═════ Текст для чтения ═════
Очень веселое и активное лето. В прошлую среду ужинала у Кейнсов, где встретилась с лордом Гейджем – обнаружила, что он со своим плоским лицом и черкесской кровью более темпераментный, чем я ожидала[785]. Клайв же со своим спокойствием и снобизмом сбил его с толку. Мы говорили о короле, и он задел меня, сказав, что заметил странный факт: люди говорят с ним о короле. Всем, независимо от их социального класса, любопытно, что же ест король на ужин. А тут я, интеллектуалка, лезу с теми же вопросами. Еще был Рассел-Кук[786] со своей женой[787]; она мне понравилась, а его я возненавидела. В некоторых отношениях женщины гораздо лучше мужчин: они более естественные, колоритные, раскрепощенные. Он же оказался грубияном, честолюбцем, выскочкой – молодым человеком, который хочет казаться умным, воспитанным, активным и все такое прочее. Я вынуждена использовать этот оборот, поскольку мне нужно написать статью об Осборн, а здесь уже становится холодно.
Какой позор – упустить столько времени, да еще стоять на мосту и смотреть, как оно уходит. Вот только я не была спокойна, а носилась взад-вперед, раздраженно, взволнованно, беспокойно. А поток превратился в жуткий водоворот. Почему я говорю метафорами? Потому что уже давно ничего не писала.
«Орландо» опубликован. Мы с Витой съездили в Бургундию; так и не узнали друг о друге ничего нового. Время пролетело как одно мгновение. Однако я была рада снова увидеть Леонарда. Все ужасно бессвязно! С этого самого момента, то есть без восьми минут шесть вечера субботы, моя цель – снова достичь полной концентрации. Закончив писать здесь, я собираюсь открыть дневники Фанни Берни[788] и основательно поработать над статьей, о которой мне телеграфировала бедняжка мисс Маккей[789]. Я собираюсь читать и думать. Я бросила это занятие 24 сентября, когда отправилась во Францию. А по возвращении мы сразу же погрузились в лондонскую и издательскую жизнь. Я немного устала от «Орландо». Думаю, мне уже все равно, что о нем подумают люди.
═════
**Набор заданий**:
• A. Куда, согласно тексту, ездили вместе с Витой?
• B. Перескажите текст в двух предложениях.
• C. Назовите всех людей, которых текст упоминает по имени или фамилии в части, начинающейся словами «„Орландо“ опубликован».
Листинг ниже — отдельный материал, с текстом он никак не связан.
═════ Листинг данных ═════
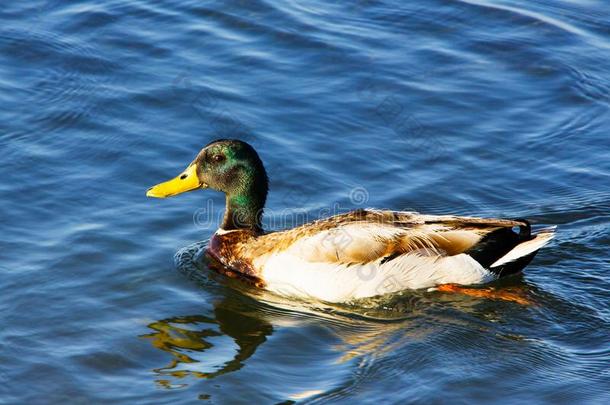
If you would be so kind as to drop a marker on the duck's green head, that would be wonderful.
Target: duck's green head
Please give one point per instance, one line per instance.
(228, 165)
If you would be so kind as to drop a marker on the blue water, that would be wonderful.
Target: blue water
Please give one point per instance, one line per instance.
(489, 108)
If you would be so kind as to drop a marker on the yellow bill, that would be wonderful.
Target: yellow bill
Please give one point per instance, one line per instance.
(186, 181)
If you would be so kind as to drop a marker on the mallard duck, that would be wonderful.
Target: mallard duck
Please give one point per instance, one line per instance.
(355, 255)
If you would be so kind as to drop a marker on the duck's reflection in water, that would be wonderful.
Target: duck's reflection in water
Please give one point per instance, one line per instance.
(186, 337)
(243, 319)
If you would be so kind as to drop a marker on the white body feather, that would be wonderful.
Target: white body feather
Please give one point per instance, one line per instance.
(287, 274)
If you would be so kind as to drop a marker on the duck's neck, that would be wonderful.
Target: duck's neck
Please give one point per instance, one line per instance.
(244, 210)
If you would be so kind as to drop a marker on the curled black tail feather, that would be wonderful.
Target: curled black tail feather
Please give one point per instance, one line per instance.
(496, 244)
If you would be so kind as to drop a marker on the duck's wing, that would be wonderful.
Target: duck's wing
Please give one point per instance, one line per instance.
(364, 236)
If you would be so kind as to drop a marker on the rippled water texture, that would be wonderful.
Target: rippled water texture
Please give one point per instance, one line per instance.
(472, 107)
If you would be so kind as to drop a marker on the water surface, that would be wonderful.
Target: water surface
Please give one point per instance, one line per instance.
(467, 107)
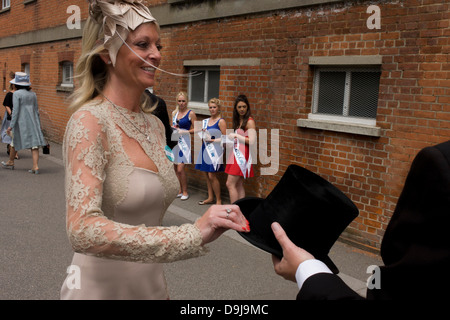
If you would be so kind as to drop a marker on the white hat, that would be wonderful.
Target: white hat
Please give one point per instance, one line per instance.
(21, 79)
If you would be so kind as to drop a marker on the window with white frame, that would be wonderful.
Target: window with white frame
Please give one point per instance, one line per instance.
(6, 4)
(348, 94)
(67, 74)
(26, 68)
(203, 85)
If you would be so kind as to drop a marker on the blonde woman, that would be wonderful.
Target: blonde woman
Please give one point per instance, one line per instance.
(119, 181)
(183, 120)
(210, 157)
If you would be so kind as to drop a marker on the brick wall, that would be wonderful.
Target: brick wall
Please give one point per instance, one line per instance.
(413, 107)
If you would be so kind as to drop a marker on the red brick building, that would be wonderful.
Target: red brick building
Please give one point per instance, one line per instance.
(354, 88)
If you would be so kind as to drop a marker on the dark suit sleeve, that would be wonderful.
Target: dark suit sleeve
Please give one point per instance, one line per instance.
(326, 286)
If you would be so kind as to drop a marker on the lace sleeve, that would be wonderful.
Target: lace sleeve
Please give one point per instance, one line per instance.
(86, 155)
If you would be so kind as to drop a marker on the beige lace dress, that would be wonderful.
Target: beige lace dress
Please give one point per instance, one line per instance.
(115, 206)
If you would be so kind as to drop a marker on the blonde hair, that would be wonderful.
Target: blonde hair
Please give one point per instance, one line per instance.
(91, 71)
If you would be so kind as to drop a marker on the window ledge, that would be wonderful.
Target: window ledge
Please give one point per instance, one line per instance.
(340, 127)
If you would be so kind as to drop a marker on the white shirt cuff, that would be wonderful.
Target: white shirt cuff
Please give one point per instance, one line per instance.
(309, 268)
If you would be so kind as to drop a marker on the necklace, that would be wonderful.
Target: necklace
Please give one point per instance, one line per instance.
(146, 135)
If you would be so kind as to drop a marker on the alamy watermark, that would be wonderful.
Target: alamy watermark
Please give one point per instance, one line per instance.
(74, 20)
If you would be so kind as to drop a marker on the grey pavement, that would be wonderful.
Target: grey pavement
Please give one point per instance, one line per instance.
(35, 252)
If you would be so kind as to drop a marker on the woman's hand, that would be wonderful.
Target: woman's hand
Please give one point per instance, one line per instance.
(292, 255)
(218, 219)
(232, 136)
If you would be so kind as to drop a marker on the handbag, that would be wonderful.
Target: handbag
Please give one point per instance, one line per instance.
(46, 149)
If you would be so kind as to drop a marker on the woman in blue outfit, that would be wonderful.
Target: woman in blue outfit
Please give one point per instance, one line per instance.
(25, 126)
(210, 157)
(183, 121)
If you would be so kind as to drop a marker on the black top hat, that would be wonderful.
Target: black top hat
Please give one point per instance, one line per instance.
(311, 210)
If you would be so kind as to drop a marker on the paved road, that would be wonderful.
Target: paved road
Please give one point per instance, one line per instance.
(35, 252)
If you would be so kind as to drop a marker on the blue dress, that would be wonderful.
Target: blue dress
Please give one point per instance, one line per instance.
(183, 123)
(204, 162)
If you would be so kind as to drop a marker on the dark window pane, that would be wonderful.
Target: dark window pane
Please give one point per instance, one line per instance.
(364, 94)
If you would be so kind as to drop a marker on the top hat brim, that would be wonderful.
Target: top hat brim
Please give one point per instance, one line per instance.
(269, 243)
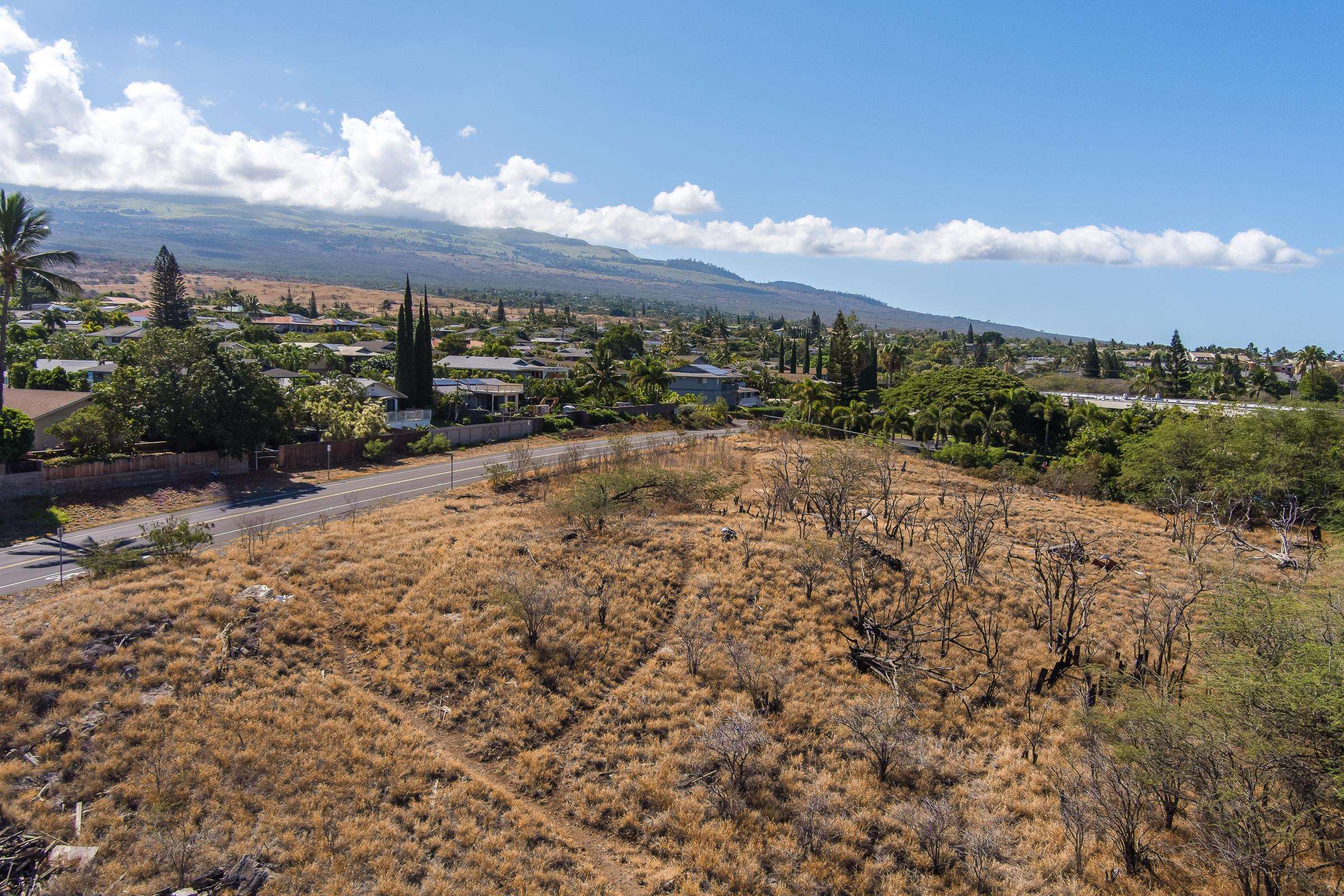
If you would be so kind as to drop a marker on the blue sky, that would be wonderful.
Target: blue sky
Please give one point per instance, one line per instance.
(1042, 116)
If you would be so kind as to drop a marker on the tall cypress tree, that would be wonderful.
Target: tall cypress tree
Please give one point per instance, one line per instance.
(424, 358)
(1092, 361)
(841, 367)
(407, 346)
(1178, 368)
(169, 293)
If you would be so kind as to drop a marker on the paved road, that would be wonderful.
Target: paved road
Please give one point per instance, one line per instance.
═════
**Ответы к заданиям**:
• A. В Бургундию.

• B. На ужине у Кейнсов автор знакомится с лордом Гейджем и с Расселом-Куком и его женой; жена понравилась, а сам Рассел-Кук показался грубияном и выскочкой. Затем сообщается, что «Орландо» опубликован и после поездки с Витой в Бургундию хочется снова сосредоточиться, читать и думать, а к «Орландо» уже появилась усталость.

• C. Вита, Леонард, Фанни Берни, мисс Маккей.